> **Task objective**
Please reproduce everything in the article on Cuban doctors in Mexico from "The official gave" down to "professional for years.".

*** Opening of Reading passage ***

Robledo reported on the healthcare programs, as he does at President Andrés Manuel López Obrador’s morning press briefing at the National Palace every Tuesday.
The official gave an account of the group’s work in hospitals in Colima, Guerrero, Michoacan, Oaxaca, Zacatecas, and Morelos, as well as several specialties ranging from pediatrics and geriatrics to cardiology, rehabilitation, internal medicine, and others.
Cuban doctors are a significant part of a very ambitious national healthcare plan that aims to bring Mexico in two years to the level of medical-hospital assistance of Sweden and other European countries advanced in that field, and completely free of charge, including medicines.
This Cuban participation has also stimulated the inclusion of Mexican general practitioners and specialists in hospitals and healthcare centers in hard-to-reach places that remained without a single professional for years.
Robledo said the last call to Mexican professionals was from January 3 to 17 in distant places, to which 1,535 general practitioners and some 2,000 nurses responded.
All applicant positions have been filled and they will be hired in February, something difficult to achieve before.
Regarding the new Cuban doctors, the Morelos press highlighted an act headed by President López Obrador at the María de la Luz Delgado General Hospital in Temixco on Sunday, where a group of specialists from the Caribbean country was welcomed.
There, they explained that before arriving in Mexico, the Cuban doctors had already participated in collaboration initiatives in hospitals in several countries, citing Saudi Arabia, Venezuela, Guatemala, and Pakistan, among others, and those in Morelos will join some of the hospitals that are part of the IMSS-Bienestar plan.

*** Close of Reading passage ***
*** Opening of Provided records ***

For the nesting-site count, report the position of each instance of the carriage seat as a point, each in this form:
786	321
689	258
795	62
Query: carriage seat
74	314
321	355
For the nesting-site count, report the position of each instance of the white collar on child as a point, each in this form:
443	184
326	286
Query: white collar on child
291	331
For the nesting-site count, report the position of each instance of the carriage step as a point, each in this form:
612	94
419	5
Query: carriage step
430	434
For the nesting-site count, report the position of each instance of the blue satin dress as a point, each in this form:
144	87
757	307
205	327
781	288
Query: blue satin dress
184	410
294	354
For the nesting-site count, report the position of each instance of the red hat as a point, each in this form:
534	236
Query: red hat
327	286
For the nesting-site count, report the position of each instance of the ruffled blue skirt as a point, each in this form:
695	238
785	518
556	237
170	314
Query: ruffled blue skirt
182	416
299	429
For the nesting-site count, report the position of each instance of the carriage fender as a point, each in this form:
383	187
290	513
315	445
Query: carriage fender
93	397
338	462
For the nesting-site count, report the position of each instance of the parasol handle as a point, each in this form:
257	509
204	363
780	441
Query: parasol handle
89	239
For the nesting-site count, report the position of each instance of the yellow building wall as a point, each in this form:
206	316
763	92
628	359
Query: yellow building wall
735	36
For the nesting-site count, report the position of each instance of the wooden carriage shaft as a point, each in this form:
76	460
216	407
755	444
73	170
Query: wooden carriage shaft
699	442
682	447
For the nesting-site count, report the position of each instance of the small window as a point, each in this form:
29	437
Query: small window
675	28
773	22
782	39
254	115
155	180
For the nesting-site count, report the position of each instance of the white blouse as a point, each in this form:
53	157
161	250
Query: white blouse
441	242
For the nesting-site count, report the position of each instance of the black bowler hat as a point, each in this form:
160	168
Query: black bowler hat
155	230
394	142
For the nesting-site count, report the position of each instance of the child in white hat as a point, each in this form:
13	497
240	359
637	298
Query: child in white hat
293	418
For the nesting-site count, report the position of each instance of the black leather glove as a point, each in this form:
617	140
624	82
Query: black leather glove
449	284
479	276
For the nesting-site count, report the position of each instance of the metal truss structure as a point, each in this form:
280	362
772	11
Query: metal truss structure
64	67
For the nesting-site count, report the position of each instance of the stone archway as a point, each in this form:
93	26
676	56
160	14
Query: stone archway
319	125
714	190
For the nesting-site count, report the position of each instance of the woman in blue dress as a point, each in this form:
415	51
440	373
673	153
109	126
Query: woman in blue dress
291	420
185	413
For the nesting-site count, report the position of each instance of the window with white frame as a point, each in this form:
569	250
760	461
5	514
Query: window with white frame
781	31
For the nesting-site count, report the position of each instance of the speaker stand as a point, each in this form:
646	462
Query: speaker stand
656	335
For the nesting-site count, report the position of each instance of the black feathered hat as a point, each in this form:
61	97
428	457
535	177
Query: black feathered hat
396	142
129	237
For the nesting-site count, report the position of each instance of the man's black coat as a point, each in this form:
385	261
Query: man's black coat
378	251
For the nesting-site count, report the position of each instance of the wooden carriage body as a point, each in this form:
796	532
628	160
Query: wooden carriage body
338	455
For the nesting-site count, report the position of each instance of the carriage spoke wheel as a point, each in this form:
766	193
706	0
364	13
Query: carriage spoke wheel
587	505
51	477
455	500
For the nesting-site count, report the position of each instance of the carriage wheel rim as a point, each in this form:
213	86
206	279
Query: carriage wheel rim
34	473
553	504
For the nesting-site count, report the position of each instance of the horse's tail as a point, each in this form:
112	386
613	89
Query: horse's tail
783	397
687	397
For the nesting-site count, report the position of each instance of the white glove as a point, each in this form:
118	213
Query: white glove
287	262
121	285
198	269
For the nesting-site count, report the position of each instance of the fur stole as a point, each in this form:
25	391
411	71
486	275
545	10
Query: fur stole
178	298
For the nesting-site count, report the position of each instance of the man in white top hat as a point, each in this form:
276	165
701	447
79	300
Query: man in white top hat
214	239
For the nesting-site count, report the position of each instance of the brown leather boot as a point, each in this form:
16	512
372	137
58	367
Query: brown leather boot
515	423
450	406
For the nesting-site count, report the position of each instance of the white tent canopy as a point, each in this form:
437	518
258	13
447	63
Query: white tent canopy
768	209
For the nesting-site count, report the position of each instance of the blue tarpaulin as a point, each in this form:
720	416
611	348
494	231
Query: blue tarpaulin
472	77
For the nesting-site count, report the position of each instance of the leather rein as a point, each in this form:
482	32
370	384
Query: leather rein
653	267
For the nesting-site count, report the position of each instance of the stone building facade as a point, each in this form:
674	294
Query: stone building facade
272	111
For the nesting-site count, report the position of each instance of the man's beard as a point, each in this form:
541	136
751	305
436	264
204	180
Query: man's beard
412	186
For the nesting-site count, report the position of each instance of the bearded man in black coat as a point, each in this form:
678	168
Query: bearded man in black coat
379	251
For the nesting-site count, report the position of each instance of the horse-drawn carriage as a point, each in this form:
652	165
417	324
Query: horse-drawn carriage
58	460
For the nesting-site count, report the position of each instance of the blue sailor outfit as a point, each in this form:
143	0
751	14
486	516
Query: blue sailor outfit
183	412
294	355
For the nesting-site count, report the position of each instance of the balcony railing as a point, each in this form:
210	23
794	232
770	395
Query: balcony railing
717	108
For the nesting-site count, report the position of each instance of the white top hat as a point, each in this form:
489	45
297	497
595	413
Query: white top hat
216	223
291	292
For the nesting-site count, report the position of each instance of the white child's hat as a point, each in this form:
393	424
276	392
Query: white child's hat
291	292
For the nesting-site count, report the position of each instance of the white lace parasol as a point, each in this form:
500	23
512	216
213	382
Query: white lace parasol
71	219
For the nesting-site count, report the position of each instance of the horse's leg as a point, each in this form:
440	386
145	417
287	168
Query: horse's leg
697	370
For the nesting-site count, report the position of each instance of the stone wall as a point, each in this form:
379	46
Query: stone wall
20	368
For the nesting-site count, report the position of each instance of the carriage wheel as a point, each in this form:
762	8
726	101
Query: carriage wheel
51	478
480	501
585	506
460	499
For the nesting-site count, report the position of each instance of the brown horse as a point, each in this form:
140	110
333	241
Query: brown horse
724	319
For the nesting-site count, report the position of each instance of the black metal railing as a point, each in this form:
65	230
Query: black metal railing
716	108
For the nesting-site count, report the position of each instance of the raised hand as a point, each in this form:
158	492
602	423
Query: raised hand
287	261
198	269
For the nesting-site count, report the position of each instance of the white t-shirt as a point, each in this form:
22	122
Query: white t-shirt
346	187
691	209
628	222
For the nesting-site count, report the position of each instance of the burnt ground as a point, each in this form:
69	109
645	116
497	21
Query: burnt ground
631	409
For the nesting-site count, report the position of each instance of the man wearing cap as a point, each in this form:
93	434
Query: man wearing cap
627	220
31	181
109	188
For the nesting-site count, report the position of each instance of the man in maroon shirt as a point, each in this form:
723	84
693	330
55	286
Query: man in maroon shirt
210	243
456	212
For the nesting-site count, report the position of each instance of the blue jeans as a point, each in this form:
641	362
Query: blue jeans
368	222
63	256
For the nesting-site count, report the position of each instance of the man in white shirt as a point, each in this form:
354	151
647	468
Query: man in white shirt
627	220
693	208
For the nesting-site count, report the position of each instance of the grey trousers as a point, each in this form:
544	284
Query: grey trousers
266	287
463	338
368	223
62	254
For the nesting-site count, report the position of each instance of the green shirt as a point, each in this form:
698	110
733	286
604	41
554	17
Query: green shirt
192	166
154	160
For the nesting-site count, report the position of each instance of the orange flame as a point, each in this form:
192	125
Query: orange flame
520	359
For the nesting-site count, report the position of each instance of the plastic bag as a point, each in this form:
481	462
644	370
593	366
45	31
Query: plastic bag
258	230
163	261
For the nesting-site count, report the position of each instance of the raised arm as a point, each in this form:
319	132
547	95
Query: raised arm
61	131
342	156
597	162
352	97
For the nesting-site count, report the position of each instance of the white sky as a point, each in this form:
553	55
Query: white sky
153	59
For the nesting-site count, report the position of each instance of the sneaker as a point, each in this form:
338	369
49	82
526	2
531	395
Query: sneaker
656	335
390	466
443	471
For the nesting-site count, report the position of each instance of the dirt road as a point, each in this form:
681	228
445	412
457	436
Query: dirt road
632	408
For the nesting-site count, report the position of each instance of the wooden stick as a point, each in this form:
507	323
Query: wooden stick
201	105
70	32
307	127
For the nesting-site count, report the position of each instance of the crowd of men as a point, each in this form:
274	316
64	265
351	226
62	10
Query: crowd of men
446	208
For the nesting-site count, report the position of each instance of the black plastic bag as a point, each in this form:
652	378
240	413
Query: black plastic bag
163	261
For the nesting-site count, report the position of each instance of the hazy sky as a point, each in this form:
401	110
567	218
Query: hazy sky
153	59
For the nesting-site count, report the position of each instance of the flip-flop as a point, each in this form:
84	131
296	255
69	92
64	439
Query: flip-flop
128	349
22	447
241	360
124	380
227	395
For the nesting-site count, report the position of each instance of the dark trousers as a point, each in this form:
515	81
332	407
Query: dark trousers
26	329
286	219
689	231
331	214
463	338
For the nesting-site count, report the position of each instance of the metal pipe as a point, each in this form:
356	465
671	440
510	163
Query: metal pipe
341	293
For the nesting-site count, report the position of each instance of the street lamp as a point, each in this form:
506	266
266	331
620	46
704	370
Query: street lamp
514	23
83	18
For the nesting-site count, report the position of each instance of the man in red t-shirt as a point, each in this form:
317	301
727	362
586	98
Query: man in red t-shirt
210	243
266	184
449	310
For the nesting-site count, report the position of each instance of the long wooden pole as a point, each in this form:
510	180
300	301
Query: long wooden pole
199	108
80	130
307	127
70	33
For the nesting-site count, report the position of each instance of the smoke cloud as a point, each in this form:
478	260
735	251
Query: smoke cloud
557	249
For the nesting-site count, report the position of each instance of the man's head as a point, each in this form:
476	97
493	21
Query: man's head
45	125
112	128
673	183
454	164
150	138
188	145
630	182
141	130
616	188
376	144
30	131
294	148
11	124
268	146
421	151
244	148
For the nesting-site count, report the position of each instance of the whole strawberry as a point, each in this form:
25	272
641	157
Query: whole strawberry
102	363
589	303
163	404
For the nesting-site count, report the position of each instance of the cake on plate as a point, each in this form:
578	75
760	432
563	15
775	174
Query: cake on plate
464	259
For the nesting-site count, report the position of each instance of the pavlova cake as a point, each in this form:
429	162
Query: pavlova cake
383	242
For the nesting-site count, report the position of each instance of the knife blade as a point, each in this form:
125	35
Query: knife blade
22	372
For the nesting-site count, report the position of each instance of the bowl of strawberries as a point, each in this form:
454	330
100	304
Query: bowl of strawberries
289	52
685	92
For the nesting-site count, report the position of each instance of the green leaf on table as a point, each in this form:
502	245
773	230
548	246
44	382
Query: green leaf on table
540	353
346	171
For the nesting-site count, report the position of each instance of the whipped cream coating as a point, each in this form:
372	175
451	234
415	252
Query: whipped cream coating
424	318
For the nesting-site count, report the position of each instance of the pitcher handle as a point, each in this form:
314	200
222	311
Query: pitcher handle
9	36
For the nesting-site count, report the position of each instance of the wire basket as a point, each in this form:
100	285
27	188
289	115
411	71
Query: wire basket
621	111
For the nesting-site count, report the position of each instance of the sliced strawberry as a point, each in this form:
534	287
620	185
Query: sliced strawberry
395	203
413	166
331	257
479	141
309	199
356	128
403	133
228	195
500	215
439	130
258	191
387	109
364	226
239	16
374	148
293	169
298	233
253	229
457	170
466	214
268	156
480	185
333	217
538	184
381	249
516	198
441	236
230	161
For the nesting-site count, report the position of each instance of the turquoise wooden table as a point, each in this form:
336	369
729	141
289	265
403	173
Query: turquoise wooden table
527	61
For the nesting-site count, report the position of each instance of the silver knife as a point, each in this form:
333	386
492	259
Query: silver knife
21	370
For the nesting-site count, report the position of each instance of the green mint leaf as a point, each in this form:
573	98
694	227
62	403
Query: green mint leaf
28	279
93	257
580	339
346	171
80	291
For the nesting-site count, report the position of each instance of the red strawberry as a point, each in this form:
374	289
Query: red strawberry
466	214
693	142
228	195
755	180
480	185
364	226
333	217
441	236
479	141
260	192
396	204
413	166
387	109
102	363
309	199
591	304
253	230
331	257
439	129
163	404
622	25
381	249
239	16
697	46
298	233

*** Close of Provided records ***

> **Written response**
The official gave an account of the group’s work in hospitals in Colima, Guerrero, Michoacan, Oaxaca, Zacatecas, and Morelos, as well as several specialties ranging from pediatrics and geriatrics to cardiology, rehabilitation, internal medicine, and others.
Cuban doctors are a significant part of a very ambitious national healthcare plan that aims to bring Mexico in two years to the level of medical-hospital assistance of Sweden and other European countries advanced in that field, and completely free of charge, including medicines.
This Cuban participation has also stimulated the inclusion of Mexican general practitioners and specialists in hospitals and healthcare centers in hard-to-reach places that remained without a single professional for years.